*** Extracted text ***
Indexes used for Cuckoo Trie benchmarks

This repository contains the code for the indexes the Cuckoo Trie was compared to in Cuckoo Trie: Exploiting Memory-Level Parallelism for Efficient DRAM Indexing. The code for the Cuckoo Trie index itself is here.

The indexes included are: HOT, Wormhole, ARTOLC, STX and MlpIndex. For each index the repository contains:

The version of the index used in the paper.
A benchmarking program.
Code to integrate the index as the sorted set implementation in Redis (not included for MlpIndex).

Benchmarking considerations

Achieving high and consistent throughput (similar to the results in the paper), requires:

A good memory allocator: Most of the indexes use malloc or C++ new to allocate memory, which makes them sensitive to the behavior of the allocator used. Achieving high throughput requires an allocator that uses huge pages and scales well to multiple threads, such as jemalloc (see below). The default allocator of glibc is not recommended, as it makes the indexes slower.
Turning off Turbo-Boost: Intel processors have a feature called Turbo-Boost, that raises the clock frequency when only few cores are active. This is misleading when comparing single-core and multi-core results.
Consistent NUMA policy (multiprocessor systems only): The performance of the indexes is affected by the distribution of their memory allocations between the different NUMA nodes of the system. A fair comparison requires that the same memory allocation policy is specified for all indexes. The memory policy can be set using numactl. Comparisons in the paper used an interleaved policy (numactl --interleave=all).
Consistent thread placement (multiprocessor systems only): Some indexes are sensitive to the placement of their threads (i.e. which thread runs on which processor), even when NUMA interleaving is used. The multithreaded benchmarks pin each thread to a specific core. For single threaded benchmarks, an external command (such as numactl -C 0) should be used to ensure that the benchmark is always executed on the same processor.

An example commandline using the jemalloc allocator to run a single-threaded benchmark with huge pages, NUMA interleaving and consistent thread placement:

numactl --interleave=all -C 0 env LD_PRELOAD=path/to/libjemalloc.so MALLOC_CONF=thp:always ./test_wormhole insert rand-8

Note: jemalloc relies on the Transparent Huge Pages (THP) mechanism in Linux to allocate huge pages, and THP silently falls back to regular pages if no huge pages are available. Check that the counter thp_fault_fallback in /proc/vmstat is not incremented when running the benchmark to rule out this possibility.

Benchmarking individual indexes

Compilation

Running make in the directory of each index will build the index and a benchmarking program named test_<index>.

Usage (all indexes except MlpIndex)

./test_<index> [flags] BENCHMARK DATASET

BENCHMARK is one of the available benchmark types and DATASET is the path of the file containing the dataset to be used. The special name rand-<k> specifies a dataset of 10M random k-byte keys.

The seed used for the random generator is printed at the start of each run to allow for debugging benchmarks that only fail for certain seeds.

Most benchmarks have a single-threaded and a multi-threaded version (named mt-*). The multi-threaded versions are only available for thread-safe indexes (HOT, Wormhole and ARTOLC). The available benchmark types are:

insert, mt-insert: Insert all keys into the index.
***
▶ Task:
In the text on Cuckoo Trie benchmark indexes, rewrite the paragraph beginning "Note: jemalloc relies" more briefly, keeping its main facts.
*** Data provided ***
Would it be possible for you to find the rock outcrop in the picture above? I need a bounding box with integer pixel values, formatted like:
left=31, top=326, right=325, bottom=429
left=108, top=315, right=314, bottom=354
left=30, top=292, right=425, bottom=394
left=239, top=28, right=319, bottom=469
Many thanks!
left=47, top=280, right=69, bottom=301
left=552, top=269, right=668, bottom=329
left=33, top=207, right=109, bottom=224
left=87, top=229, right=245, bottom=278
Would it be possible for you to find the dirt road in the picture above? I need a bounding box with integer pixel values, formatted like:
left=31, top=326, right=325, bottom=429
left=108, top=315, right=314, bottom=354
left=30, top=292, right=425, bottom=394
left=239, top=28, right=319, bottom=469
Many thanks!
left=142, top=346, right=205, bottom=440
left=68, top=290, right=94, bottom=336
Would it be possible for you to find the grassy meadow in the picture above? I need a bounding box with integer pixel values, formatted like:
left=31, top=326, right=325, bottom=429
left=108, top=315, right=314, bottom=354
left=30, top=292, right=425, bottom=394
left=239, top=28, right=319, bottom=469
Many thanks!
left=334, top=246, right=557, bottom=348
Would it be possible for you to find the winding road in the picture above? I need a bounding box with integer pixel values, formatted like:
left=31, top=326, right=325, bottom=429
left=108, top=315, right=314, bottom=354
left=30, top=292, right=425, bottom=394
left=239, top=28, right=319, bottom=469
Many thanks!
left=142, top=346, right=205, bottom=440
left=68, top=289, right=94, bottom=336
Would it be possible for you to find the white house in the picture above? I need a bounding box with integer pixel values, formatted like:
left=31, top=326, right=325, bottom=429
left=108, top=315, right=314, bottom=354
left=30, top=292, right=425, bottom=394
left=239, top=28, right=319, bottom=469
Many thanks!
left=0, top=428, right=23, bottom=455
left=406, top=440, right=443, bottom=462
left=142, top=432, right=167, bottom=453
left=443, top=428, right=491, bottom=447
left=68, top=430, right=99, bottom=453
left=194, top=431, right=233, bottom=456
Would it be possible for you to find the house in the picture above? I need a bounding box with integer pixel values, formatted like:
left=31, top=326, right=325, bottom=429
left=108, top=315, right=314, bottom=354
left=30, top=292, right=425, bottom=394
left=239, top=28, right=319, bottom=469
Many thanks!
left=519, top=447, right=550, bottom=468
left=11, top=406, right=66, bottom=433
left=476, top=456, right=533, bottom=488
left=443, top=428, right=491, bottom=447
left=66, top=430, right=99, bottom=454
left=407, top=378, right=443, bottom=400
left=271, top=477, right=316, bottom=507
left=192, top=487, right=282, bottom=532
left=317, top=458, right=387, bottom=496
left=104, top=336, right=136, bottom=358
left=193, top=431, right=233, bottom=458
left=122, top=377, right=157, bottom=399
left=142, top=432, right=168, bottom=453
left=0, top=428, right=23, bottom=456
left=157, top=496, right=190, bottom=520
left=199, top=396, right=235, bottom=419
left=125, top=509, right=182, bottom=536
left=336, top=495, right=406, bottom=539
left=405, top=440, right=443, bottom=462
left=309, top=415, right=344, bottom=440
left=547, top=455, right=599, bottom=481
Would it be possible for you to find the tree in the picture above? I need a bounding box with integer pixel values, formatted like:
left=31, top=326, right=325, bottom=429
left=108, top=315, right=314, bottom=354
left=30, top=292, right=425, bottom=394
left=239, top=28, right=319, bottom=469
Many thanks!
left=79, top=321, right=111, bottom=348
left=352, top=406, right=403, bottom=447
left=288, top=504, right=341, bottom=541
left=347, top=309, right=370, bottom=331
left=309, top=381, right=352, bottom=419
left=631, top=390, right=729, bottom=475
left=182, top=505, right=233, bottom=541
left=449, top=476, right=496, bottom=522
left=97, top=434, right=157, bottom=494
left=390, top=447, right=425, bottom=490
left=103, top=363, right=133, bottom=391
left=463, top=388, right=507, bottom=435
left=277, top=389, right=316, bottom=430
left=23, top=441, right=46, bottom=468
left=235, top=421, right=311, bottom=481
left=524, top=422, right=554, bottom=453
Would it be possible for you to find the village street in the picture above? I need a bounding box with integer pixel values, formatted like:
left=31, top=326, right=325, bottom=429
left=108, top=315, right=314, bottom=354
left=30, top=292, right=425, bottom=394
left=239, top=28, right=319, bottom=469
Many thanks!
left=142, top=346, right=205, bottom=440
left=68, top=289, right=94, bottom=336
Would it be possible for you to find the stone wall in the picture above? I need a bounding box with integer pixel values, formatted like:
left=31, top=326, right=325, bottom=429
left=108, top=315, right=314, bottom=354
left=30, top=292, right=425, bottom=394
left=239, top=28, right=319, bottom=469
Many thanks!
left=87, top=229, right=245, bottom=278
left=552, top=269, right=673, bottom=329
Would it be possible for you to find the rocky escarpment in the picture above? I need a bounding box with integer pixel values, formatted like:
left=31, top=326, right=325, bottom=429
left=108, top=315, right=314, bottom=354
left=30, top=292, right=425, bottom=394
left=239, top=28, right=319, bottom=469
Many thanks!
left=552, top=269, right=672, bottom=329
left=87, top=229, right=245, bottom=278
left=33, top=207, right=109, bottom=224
***
▶ Answer below:
jemalloc gets huge pages through Linux's Transparent Huge Pages (THP), which silently falls back to regular pages when no huge pages are available. To rule this out, confirm that the thp_fault_fallback counter in /proc/vmstat does not increase during the benchmark.